# Posicionar libremente componentes Proteus



## covra (Ago 16, 2018)

Buenos dias

Mira que llevo tiempo con este simulador pero.... como demonios se ponen los componentes libremente en Ares? es decir, sin que se "magnetice" su posicion al grid... Hay veces que lo puedo hacer y, otras no... he mirado y rebuscado por los menus y no doy con la opcion...

Gracias de antemano


----------



## pandacba (Ago 16, 2018)

Desactiva la rejilla


----------



## covra (Ago 18, 2018)

pandacba dijo:


> Desactiva la rejilla


 Eso no funciona compañero...

De todas formas, ya lo "encontré"....  Menu>View> y ahi, se cambia el tamaño del Snap (0.1, 0.5, 1, 2.5)... no se desmagnetiza, pero en el mas pequeño (0.1mm) puedes mover los componentes con mucha mas precision


----------



## pandacba (Ago 18, 2018)

**Ejercicio planteado A:**
Extrae del hilo sobre Proteus, sin alterar nada, el tramo que va desde "## covra (Ago 16, 2018)" hasta "con la opcion...".
**Ejercicio planteado B:**
Por favor, escribe la continuación del hilo sobre Proteus a partir de su última línea.

**Segmento de datos:**
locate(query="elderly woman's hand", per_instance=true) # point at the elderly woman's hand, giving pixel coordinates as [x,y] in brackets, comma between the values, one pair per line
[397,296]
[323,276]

**Respuesta correcta A:**
## covra (Ago 16, 2018)

Buenos dias

Mira que llevo tiempo con este simulador pero.... como demonios se ponen los componentes libremente en Ares? es decir, sin que se "magnetice" su posicion al grid... Hay veces que lo puedo hacer y, otras no... he mirado y rebuscado por los menus y no doy con la opcion...

**Respuesta correcta B:**
desactiva el snap


----------



## covra (Ago 20, 2018)

pandacba dijo:


> desactiva el snap


El snap es la distancia entre puntos de la rejilla,,, (que se puede configurar (Technology>Set Grid Snap))pero no se desactiva..
lo que se desactiva es la rejilla (grid) y , repito, no funciona

de todas formas, como ya escribi arriba, al cambiar el snap, puedes ajustar todo lo que quieras


----------



## Ruben_00 (Mar 31, 2020)

Hola.  Estoy montando un puente H en Proteus pero por comodidad necesito mover el emisor TIP 32 del pin de abajo al de arriba, que quede arriba y no abajo, ¿Como lo hago con el proeus? Gracias


----------



## D@rkbytes (Mar 31, 2020)

Con la herramienta Y-Mirror del panel de herramientas. 

También se puede dando click derecho con el ratón en el componente y seleccionar la misma herramienta Y-Mirror

Las otras 4 herramientas superiores también son para rotación.


----------



## Ruben_00 (Abr 1, 2020)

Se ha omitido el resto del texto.